# [DO THIS]
Format the entries between the lines holding "form: [[320, 388]]." and "[[388, 237]]", inclusive, as a two-column CSV with the headers input and output, one row per entry. Put the entry's text and its answer each in a single quoted field, replacing line breaks with spaces.

# [STORED ROWS]
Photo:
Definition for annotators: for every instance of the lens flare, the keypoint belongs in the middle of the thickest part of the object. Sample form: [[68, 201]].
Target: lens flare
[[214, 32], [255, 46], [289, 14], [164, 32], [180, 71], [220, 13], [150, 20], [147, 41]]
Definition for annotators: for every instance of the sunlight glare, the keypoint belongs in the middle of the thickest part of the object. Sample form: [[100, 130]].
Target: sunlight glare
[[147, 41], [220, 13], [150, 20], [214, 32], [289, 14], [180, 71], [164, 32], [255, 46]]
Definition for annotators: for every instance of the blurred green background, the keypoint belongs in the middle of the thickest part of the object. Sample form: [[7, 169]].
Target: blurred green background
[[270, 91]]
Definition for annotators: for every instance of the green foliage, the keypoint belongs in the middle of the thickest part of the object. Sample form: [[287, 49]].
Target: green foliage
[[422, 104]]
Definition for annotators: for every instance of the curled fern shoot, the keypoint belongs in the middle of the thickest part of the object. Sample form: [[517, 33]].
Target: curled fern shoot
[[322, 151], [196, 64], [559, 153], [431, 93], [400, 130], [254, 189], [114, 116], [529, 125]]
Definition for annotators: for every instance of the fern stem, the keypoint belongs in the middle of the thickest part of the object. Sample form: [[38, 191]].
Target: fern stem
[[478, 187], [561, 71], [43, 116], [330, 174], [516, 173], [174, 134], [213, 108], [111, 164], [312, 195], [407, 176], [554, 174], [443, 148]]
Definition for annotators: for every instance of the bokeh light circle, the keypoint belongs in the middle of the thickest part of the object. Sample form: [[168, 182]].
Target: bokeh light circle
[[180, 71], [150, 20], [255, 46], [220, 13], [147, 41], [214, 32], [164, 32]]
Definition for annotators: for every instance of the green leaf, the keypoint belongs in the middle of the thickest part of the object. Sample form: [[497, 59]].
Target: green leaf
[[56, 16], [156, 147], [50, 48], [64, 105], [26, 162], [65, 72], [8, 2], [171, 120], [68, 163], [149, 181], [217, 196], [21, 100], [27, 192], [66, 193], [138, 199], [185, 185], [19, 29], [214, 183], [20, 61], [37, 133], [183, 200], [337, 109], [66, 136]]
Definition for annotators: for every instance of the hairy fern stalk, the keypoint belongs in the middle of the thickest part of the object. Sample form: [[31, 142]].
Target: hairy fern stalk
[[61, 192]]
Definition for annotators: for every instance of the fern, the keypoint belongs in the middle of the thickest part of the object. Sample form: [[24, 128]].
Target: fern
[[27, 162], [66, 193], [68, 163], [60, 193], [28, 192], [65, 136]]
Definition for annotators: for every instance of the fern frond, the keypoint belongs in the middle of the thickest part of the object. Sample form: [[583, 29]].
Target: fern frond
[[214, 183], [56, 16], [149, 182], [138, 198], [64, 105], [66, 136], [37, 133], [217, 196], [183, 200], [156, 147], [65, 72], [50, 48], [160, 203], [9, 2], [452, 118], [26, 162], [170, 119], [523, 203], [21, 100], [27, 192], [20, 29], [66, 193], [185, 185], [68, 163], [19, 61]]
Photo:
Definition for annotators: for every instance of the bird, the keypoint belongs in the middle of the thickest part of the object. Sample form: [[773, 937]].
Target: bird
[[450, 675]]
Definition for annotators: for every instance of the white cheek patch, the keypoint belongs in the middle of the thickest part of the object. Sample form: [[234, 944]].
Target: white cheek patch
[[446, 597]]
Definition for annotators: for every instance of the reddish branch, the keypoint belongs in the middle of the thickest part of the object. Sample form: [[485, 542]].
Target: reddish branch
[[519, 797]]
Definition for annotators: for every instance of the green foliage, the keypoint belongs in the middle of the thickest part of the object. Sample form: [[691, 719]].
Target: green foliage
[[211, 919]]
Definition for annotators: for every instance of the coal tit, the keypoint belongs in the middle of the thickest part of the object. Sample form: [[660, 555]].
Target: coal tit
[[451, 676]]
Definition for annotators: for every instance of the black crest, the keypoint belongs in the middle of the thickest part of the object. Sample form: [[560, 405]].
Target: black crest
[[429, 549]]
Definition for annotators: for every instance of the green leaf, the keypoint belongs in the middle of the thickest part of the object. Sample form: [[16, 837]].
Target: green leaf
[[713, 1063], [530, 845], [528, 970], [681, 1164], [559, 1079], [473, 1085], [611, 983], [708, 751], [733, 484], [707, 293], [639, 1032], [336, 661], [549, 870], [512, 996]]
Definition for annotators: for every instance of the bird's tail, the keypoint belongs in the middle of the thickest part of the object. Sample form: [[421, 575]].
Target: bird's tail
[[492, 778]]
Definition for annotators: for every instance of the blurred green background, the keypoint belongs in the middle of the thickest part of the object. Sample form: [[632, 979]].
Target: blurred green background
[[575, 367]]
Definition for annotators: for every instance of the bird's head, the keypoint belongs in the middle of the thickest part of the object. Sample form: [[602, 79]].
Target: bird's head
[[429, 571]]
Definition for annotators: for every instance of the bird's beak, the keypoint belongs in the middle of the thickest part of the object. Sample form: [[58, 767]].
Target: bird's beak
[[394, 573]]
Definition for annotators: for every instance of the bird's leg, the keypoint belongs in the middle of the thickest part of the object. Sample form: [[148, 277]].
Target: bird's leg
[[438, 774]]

...

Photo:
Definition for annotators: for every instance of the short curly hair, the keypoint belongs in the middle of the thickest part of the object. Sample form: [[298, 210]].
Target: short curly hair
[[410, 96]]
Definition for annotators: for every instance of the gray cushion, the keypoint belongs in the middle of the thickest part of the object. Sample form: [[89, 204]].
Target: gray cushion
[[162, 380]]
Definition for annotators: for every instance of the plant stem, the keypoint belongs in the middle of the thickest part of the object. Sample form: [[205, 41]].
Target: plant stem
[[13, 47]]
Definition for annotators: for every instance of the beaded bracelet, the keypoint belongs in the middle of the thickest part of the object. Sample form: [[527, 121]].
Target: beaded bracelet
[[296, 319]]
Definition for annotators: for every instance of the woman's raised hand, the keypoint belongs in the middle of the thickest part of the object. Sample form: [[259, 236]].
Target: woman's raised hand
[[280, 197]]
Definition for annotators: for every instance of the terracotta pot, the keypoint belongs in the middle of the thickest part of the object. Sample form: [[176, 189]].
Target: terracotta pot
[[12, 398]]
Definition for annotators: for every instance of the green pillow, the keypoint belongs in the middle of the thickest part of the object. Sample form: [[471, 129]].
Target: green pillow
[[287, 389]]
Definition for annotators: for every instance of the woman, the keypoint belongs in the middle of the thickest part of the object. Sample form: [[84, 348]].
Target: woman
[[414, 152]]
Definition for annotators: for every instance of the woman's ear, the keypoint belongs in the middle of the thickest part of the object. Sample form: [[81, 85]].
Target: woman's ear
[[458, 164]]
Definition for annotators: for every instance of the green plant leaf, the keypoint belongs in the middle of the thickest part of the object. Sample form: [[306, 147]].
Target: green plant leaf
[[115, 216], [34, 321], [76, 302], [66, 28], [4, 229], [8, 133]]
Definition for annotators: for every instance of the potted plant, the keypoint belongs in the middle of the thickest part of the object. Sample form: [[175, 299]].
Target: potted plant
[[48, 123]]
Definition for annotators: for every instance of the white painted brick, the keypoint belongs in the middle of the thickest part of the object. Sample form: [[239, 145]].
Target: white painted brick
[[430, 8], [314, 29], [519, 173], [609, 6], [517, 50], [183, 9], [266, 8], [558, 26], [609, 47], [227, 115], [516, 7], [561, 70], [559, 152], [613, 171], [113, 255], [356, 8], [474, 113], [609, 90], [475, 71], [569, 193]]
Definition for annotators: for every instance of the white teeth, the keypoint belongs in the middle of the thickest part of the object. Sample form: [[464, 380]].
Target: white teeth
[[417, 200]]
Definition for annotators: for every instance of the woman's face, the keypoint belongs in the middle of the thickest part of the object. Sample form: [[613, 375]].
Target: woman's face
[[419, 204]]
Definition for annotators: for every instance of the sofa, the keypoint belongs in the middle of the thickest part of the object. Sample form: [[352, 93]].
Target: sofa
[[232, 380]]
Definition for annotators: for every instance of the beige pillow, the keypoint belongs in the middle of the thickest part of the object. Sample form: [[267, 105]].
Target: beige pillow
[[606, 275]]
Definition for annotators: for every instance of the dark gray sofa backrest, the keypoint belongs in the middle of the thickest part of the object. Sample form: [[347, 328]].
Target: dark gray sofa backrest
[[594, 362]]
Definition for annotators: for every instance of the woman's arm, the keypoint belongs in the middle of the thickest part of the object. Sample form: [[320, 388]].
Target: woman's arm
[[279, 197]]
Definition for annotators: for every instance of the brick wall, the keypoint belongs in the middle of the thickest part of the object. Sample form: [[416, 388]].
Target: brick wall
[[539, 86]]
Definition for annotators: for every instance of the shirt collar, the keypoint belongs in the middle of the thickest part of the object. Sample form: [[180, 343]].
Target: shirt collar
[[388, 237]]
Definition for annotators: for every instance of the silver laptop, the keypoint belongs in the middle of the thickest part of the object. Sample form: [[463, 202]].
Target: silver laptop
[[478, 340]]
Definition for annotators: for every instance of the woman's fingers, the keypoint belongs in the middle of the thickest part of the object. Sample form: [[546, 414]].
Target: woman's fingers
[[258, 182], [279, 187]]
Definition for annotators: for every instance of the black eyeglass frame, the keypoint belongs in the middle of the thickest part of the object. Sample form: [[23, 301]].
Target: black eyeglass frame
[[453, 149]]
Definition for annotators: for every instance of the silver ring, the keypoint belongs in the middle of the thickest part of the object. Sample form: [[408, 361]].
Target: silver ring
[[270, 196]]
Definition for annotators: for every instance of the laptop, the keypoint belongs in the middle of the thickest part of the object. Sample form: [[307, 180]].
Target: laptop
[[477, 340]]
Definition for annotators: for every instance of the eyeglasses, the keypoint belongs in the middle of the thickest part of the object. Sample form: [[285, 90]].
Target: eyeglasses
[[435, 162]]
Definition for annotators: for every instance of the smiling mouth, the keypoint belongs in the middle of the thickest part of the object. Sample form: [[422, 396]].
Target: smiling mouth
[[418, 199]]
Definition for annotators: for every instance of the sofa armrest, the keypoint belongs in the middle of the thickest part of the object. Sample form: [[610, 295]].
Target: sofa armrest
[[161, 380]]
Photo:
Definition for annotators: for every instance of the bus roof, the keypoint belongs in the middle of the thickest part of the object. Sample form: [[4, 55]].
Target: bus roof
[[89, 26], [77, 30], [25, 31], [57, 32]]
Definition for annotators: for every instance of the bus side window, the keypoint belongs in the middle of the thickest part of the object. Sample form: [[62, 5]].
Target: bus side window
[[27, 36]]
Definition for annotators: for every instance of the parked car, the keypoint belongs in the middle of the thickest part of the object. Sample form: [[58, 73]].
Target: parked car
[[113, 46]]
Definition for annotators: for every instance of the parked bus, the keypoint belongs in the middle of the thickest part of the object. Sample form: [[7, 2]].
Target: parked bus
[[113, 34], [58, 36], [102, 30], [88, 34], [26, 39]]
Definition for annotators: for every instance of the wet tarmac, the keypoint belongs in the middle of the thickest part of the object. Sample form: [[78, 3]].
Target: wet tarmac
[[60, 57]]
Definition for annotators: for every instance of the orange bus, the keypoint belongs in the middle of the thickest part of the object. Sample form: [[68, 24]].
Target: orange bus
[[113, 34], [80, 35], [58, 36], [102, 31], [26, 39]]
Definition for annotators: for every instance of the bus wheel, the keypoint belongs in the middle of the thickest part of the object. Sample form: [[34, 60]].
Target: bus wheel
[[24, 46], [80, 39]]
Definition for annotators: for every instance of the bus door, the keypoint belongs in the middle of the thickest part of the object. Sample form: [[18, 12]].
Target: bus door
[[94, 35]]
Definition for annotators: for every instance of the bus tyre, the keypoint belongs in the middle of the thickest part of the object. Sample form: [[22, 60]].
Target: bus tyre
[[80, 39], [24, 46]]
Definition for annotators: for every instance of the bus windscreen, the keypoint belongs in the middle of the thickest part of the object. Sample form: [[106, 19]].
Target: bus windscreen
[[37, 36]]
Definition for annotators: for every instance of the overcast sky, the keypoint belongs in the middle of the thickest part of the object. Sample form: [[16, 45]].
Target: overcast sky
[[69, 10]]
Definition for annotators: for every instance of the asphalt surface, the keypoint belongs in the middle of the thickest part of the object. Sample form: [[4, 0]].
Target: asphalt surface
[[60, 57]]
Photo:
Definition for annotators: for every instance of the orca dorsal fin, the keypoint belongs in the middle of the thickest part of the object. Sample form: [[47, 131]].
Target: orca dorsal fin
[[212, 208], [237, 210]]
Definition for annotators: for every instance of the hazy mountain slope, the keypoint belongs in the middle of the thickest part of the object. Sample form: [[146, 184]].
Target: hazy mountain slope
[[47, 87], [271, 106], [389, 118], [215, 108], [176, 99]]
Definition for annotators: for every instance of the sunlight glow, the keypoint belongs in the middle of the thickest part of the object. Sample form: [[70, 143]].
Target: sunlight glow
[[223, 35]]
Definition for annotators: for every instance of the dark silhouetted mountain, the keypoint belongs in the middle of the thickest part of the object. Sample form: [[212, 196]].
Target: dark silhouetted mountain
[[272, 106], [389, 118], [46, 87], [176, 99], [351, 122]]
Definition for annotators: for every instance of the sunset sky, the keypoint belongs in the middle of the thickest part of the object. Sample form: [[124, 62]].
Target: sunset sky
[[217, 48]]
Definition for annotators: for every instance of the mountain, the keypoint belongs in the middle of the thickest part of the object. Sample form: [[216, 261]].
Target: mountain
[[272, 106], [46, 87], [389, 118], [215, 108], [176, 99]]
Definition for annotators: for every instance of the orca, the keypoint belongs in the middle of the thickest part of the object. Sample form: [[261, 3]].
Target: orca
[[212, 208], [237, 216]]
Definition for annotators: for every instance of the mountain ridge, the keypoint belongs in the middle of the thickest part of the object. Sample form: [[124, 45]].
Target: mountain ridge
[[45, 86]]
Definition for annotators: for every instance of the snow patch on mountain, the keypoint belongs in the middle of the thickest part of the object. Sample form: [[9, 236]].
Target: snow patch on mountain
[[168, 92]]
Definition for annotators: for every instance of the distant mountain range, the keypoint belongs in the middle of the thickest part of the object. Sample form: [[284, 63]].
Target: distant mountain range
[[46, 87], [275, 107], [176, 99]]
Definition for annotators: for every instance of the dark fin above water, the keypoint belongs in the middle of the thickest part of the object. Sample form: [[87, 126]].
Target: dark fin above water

# [REPLY]
input,output
"Definition for annotators: for every instance of the woman's arm, the keypoint belongs in the middle of the thickest part of the object. Sample form: [[320, 388]]. Target: woman's arm","[[279, 197]]"
"Definition for annotators: for every instance of the brick wall, the keypoint belongs in the middle of the thickest part of the object. Sample form: [[416, 388]]. Target: brick wall","[[539, 86]]"
"Definition for annotators: for every instance of the shirt collar, the keypoint belongs in the middle of the thickest part of the object. Sample form: [[180, 343]]. Target: shirt collar","[[388, 237]]"